_PROBLEM:_ Lay out the lines of the entries below as a numbered list, omitting any blank lines.

(Dataset entries)
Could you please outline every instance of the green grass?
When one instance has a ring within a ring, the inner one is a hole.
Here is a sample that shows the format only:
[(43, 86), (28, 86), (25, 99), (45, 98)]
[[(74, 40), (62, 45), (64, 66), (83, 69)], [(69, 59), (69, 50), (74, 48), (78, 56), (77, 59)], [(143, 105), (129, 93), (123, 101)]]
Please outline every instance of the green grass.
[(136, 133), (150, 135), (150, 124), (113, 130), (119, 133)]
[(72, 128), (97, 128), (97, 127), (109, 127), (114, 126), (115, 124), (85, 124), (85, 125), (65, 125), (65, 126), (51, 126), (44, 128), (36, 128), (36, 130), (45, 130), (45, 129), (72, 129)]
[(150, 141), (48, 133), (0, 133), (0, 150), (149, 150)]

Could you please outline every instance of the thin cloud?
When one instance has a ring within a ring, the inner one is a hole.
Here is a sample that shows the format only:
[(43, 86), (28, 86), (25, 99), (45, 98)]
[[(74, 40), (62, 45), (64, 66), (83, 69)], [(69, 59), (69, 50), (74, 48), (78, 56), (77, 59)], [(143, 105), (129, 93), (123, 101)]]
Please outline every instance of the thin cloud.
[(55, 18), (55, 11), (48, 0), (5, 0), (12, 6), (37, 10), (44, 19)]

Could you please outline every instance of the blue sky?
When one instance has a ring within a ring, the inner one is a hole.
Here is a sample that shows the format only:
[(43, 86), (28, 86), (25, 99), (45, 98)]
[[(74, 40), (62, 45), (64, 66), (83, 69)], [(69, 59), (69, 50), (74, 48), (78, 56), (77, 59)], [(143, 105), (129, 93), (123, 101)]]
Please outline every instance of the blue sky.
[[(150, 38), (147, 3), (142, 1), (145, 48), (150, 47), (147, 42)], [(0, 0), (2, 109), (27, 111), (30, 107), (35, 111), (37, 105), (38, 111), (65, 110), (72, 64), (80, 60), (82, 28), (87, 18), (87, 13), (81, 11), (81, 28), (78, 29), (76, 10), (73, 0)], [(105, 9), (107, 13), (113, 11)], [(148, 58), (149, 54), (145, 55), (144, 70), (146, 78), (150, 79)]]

_THE OUTPUT:_
1. Could you please outline every instance of the green grass?
2. When one instance has a ring within a ring, the inner one is a hole.
3. Here is a sample that shows the format only:
4. [(43, 86), (28, 86), (25, 99), (45, 98)]
5. [[(74, 40), (62, 45), (64, 66), (83, 69)], [(69, 59), (69, 50), (74, 48), (78, 56), (77, 59)], [(143, 105), (129, 93), (123, 101)]]
6. Please outline every instance of the green grass.
7. [(136, 133), (150, 135), (150, 124), (113, 130), (119, 133)]
8. [(72, 128), (97, 128), (97, 127), (109, 127), (114, 126), (115, 124), (85, 124), (85, 125), (65, 125), (65, 126), (51, 126), (44, 128), (36, 128), (36, 130), (45, 130), (45, 129), (72, 129)]
9. [(150, 141), (48, 133), (0, 133), (0, 150), (149, 150)]
10. Could you please outline every instance of the thin cloud?
11. When one instance has a ring within a ring, the inner one is a hole.
12. Here is a sample that shows the format only:
13. [(43, 86), (28, 86), (25, 99), (45, 98)]
14. [[(74, 40), (62, 45), (64, 66), (83, 69)], [(69, 59), (69, 50), (74, 48), (78, 56), (77, 59)], [(143, 105), (129, 93), (123, 101)]]
15. Please outline every instance of the thin cloud.
16. [(55, 18), (55, 11), (48, 0), (5, 0), (12, 6), (37, 10), (44, 19)]
17. Could you please outline every instance of the blue sky?
18. When one instance has a ring within a ring, the inner one is a hole.
19. Here is a sample that shows the format only:
20. [(43, 86), (28, 86), (25, 99), (45, 98)]
21. [[(74, 40), (62, 45), (64, 66), (83, 69)], [(69, 59), (69, 50), (74, 48), (78, 56), (77, 59)], [(143, 105), (129, 93), (123, 101)]]
22. Please outline every instance of the blue sky.
23. [[(150, 38), (147, 3), (142, 1), (145, 48), (150, 47), (147, 42)], [(0, 0), (2, 109), (27, 111), (30, 107), (35, 111), (37, 105), (38, 111), (65, 110), (72, 64), (80, 60), (82, 28), (87, 18), (87, 13), (81, 11), (81, 28), (78, 29), (76, 10), (73, 0)], [(105, 9), (107, 13), (113, 11)], [(148, 58), (149, 54), (145, 55), (144, 70), (146, 78), (150, 79)]]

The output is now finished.